**Records supplied**

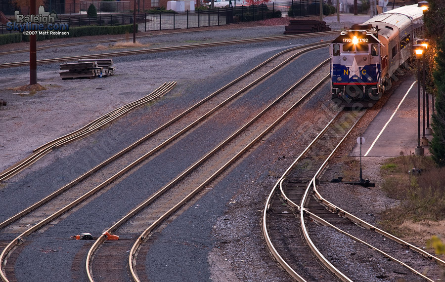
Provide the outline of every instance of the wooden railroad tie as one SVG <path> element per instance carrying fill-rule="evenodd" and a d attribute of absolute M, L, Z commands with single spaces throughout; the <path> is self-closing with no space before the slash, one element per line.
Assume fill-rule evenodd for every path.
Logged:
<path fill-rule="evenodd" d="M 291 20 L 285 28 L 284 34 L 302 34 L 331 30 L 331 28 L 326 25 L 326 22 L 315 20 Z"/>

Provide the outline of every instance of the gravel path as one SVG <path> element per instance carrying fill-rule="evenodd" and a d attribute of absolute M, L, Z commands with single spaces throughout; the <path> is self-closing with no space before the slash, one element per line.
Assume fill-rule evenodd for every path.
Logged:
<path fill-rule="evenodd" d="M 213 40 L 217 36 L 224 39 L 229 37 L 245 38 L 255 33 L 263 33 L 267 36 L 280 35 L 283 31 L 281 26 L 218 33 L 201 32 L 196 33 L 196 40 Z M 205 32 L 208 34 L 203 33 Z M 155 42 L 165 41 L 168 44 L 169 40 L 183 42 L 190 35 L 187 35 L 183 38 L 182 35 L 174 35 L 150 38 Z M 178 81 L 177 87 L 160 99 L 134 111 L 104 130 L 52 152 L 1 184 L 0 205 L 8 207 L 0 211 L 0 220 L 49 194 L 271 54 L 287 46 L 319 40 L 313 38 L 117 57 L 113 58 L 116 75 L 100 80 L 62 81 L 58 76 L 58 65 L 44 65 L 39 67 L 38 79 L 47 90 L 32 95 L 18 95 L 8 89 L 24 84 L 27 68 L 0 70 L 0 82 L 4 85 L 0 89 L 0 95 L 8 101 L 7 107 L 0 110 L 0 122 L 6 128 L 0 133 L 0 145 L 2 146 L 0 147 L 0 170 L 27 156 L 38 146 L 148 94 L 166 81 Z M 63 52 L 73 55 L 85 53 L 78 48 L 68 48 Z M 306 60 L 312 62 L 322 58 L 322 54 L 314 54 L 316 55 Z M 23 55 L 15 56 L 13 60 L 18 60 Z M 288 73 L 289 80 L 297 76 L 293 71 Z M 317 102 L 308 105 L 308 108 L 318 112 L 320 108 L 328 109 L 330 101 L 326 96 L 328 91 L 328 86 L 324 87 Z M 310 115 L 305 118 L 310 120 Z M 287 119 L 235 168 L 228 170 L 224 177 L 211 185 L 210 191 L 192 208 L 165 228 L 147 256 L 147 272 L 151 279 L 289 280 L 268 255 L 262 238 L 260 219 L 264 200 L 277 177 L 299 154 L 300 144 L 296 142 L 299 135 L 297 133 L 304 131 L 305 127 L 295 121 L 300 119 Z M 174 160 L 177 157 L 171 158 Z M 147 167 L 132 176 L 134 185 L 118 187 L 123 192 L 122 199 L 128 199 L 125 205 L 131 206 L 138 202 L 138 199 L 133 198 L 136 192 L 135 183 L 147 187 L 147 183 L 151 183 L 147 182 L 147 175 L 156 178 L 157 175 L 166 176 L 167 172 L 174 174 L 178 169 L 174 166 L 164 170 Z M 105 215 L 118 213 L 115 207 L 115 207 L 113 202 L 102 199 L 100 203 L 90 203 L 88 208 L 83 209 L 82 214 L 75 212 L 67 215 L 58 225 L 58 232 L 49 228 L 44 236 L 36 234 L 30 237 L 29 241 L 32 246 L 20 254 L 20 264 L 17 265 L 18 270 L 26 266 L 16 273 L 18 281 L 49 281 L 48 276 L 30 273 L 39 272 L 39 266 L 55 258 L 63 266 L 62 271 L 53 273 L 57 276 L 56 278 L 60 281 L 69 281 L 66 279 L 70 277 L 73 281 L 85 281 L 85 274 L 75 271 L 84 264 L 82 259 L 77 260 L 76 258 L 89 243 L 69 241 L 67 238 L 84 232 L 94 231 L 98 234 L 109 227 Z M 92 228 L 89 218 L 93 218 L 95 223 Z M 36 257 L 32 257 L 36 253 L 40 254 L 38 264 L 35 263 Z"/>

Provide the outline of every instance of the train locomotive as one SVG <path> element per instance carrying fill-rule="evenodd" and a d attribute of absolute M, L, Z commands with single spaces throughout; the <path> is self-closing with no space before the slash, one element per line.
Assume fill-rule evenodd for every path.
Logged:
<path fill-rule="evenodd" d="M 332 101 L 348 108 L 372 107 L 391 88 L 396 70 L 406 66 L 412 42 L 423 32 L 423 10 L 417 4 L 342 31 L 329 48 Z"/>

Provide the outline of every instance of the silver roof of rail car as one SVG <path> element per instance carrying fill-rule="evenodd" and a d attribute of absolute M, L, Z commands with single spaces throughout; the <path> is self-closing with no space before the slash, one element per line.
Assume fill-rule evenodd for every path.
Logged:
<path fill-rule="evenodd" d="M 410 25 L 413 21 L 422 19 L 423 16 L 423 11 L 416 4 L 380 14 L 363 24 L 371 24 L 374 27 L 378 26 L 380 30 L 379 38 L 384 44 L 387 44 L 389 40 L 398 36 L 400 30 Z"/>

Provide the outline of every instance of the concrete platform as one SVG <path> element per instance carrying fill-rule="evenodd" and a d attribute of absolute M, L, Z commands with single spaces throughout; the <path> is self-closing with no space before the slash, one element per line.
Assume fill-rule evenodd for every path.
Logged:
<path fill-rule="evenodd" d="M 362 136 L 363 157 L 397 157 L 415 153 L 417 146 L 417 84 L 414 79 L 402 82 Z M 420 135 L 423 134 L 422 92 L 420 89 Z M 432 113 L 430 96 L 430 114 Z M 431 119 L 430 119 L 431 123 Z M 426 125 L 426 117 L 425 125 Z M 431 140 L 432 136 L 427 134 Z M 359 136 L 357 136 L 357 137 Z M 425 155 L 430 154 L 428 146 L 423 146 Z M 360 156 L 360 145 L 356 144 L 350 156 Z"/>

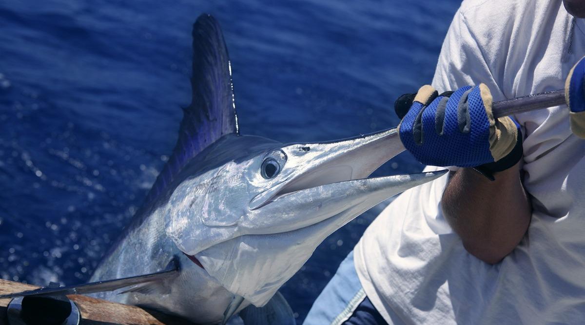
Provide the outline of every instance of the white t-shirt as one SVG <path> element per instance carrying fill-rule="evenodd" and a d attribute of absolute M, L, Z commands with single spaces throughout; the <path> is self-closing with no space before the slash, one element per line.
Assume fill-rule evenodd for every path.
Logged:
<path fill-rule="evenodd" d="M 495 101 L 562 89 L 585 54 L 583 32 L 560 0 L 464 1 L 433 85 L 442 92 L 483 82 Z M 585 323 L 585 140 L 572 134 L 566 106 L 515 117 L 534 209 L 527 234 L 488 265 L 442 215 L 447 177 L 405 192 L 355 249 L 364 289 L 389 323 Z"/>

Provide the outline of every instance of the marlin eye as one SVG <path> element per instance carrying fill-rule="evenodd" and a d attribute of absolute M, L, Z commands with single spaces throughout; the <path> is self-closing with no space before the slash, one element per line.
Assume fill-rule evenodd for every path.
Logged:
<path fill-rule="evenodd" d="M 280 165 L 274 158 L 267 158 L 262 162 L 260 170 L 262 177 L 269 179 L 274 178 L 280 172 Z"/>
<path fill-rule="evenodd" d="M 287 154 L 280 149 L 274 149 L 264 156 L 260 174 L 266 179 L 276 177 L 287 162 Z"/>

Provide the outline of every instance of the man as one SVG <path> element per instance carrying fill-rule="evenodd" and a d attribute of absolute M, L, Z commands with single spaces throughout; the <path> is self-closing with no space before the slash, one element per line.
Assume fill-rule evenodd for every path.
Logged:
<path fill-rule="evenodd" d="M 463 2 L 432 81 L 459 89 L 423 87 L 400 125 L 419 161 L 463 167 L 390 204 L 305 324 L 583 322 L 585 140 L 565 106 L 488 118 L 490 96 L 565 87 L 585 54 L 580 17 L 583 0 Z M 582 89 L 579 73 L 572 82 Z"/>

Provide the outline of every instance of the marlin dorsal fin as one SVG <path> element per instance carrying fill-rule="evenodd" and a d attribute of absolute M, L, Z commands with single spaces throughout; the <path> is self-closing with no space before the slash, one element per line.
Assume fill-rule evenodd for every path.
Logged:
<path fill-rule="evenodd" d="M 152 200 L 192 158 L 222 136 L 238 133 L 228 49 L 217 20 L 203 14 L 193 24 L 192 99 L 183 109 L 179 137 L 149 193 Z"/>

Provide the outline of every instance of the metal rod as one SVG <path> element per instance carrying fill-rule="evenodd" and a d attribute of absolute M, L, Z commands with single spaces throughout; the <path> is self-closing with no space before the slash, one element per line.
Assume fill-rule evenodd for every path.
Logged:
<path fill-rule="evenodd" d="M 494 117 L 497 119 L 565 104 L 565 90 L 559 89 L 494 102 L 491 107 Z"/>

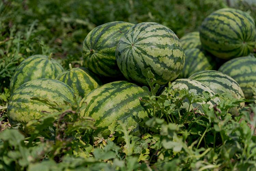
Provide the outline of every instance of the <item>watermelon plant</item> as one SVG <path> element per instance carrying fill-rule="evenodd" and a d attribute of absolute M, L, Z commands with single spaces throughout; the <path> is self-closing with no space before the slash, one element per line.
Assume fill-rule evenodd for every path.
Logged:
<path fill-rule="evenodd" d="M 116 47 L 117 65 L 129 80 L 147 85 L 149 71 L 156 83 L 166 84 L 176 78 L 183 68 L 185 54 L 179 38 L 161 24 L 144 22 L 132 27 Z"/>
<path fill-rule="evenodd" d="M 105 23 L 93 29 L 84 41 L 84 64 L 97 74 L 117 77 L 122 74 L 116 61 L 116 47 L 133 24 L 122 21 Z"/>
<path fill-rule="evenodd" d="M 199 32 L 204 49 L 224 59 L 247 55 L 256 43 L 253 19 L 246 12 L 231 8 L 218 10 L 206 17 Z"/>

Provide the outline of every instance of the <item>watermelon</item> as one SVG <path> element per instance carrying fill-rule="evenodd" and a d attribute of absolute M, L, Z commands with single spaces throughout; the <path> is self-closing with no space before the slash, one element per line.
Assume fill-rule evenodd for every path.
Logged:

**What the task asks**
Put the listing from the line containing "of the <item>watermelon</item>" through the last line of the listing into a numbered list, leaving out blank lines.

**Reply**
1. Provide the outline of every instance of the <item>watermelon</item> as one SVG <path> element per instance carrying fill-rule="evenodd" and a d attribute of absolute M, L, Z commands with single spaces throughout; the <path> is self-closing with no space before the slash, one element per line.
2. Assume fill-rule evenodd for every path.
3. Logged:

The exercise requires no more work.